**Information shown**
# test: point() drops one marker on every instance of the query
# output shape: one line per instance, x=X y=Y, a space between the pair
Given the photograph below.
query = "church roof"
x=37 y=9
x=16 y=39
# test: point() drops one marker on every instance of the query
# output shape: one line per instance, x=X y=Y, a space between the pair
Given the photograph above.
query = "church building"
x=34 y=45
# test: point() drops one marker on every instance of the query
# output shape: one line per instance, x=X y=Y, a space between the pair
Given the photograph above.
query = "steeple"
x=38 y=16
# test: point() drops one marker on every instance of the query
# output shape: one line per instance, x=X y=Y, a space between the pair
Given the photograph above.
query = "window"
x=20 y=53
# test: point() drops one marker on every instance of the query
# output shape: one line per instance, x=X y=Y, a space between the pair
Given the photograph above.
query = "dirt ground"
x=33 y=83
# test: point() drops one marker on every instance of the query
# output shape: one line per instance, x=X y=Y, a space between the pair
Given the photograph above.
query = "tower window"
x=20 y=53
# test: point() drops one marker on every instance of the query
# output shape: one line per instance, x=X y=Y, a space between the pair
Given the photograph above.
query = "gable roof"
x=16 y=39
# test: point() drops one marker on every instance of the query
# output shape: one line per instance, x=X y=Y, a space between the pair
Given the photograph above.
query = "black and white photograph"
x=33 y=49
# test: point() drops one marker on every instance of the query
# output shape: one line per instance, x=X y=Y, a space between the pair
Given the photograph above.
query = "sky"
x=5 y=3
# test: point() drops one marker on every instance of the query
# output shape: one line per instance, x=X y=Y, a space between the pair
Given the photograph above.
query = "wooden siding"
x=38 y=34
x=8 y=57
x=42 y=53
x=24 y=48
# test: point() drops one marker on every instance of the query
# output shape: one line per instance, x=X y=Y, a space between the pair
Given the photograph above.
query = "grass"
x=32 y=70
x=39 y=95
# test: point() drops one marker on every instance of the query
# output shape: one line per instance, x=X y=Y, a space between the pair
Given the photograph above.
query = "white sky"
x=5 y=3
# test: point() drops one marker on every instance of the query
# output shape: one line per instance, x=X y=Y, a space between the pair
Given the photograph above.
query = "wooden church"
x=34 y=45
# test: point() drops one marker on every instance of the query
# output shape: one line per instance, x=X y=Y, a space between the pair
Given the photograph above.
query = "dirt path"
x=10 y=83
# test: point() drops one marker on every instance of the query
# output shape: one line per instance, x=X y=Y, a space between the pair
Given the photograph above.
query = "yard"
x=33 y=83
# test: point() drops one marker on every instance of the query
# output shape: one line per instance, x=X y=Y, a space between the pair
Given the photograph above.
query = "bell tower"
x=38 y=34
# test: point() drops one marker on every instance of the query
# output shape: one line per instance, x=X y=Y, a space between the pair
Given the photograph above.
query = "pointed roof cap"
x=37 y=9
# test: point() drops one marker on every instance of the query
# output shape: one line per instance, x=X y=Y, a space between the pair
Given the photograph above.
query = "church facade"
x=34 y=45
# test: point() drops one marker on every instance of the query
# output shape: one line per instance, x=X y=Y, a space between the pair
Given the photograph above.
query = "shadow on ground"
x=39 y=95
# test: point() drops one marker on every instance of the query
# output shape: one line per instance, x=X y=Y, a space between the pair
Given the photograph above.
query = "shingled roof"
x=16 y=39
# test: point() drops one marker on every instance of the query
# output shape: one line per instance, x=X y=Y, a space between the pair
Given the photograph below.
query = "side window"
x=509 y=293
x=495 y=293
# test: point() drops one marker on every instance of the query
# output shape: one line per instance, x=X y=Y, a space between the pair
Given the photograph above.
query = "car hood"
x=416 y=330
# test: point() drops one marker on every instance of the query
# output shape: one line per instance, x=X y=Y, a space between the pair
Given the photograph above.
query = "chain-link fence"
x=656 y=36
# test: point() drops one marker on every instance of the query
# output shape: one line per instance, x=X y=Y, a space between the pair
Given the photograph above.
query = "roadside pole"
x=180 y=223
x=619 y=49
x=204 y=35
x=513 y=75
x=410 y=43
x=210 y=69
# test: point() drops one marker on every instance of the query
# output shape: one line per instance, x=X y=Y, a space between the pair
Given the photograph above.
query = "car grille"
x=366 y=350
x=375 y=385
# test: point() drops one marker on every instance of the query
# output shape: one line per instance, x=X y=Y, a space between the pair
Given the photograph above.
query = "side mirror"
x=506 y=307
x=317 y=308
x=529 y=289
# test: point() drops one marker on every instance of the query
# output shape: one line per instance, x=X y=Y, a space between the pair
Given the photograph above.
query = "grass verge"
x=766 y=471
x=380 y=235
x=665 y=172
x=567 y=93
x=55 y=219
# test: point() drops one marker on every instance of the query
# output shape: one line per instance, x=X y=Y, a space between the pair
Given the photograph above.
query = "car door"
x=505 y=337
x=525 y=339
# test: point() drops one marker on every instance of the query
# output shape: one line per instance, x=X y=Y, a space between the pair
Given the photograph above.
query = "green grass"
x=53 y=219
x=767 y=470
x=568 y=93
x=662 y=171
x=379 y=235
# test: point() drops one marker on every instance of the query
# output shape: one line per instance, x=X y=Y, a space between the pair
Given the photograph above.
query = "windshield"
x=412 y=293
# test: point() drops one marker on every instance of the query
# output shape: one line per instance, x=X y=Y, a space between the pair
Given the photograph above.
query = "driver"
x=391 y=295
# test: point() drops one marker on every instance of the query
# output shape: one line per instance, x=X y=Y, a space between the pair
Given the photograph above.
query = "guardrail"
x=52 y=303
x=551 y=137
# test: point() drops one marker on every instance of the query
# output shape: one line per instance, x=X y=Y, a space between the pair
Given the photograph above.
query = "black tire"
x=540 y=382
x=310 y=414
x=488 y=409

**Exercise instructions**
Find every line above that contains the word "wooden" and copy each one out.

**Written response**
query = "wooden siding"
query = "wooden church"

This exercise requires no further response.